(Instructions for the task)
Turn the paragraph beginning "In Brazil, eHealth start-ups" in the passage below on health information and eHealth startups into a short bulleted list that keeps its main facts.

(Passage provided)
<<<<

Emerging markets have often struggled with proper education and information, especially as regards basic healthcare knowledge for the main part of the population. Eyeing that gap, Google has made a big move on its Indian site: it added health information on its Knowledge Graph – Google’s semantic search base, which it uses to supplement organic search results with summarised information.
This means that next time someone in India uses Google to search common health conditions, it will show information cards (illustrated with pictures) with typical symptoms, as well as details on how common the condition is, whether it’s critical, if it’s contagious, and what ages it affects. Google said that it will serve ‘lite’ versions of the cards if a user is on a limited internet connection, as mobile connections in India can be slow and intermittent.
According to this TechCrunch article, Google’s move came as response to the boom of startups dedicated to democratising healthcare in India, appearing in a very fast pace. One of them is Lybrate, a New Delhi-based startup aimed to increase access to doctors and quality healthcare information – it’s a certainly a giant mission on a billion-plus country population.
Lybrate is web-based and has an app service where users can ask questions to doctor online (they also can choose to do so anonymously), as well as search doctor and surgeries near them and make and manage appointments. Lybrate makes money by charging an “internet handling fee” when the user enters a one-on-one chat with a doctor. The app can handle several kinds of communications where the user can share photos and videos too.
eHealth Startups Are ‘Uberfying’ Doctor Visits
In Brazil, eHealth start-ups Docway, Beep Health and Dr Vem! are connecting Patients and Doctors visits requests through an app and the web. These apps work on the same principle whereby potential clients can browse available doctors nearby. Doctor have to be registered with the app – the only difference from Uber-type apps is that the doctors decide their own consultation rates. The apps also allow the users to browse doctor’s resumes before making a decision to book an appointment. Most users of this Uber-style medicine are parents looking for paediatricians, followed by elderly people with limited mobility.

>>>>

[Collected data entries]
<<<<

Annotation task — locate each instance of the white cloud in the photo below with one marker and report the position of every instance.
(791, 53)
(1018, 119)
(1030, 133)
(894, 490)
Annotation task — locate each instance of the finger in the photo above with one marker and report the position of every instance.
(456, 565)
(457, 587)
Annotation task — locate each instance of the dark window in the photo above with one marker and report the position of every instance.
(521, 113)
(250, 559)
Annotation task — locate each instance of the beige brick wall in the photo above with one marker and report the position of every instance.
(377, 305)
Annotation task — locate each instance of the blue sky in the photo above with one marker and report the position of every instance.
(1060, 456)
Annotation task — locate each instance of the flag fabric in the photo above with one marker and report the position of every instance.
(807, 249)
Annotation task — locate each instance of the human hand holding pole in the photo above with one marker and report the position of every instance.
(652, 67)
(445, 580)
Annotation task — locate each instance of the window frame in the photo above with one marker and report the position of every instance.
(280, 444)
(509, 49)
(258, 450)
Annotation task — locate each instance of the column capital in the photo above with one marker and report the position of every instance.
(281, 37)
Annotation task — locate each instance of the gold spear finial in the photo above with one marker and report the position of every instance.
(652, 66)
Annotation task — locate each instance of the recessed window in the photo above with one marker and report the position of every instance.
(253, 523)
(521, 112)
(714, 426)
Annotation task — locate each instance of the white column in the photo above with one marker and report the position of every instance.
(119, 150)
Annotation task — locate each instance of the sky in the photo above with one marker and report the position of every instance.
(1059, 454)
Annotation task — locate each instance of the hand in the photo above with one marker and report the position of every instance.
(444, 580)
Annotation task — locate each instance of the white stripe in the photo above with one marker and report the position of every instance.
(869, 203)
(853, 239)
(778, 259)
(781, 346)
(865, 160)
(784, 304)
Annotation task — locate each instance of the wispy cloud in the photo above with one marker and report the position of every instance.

>>>>

(Solution to this exercise)
- In Brazil, the eHealth startups Docway, Beep Health and Dr Vem! use an app and the web to connect patients with doctors for visits.
- Clients can browse available doctors nearby.
- Doctors must be registered with the app.
- Unlike Uber-type apps, these apps let doctors set their own consultation rates.
- Users can view doctors' resumes before booking an appointment.
- Most users are parents looking for pediatricians, followed by elderly people with limited mobility.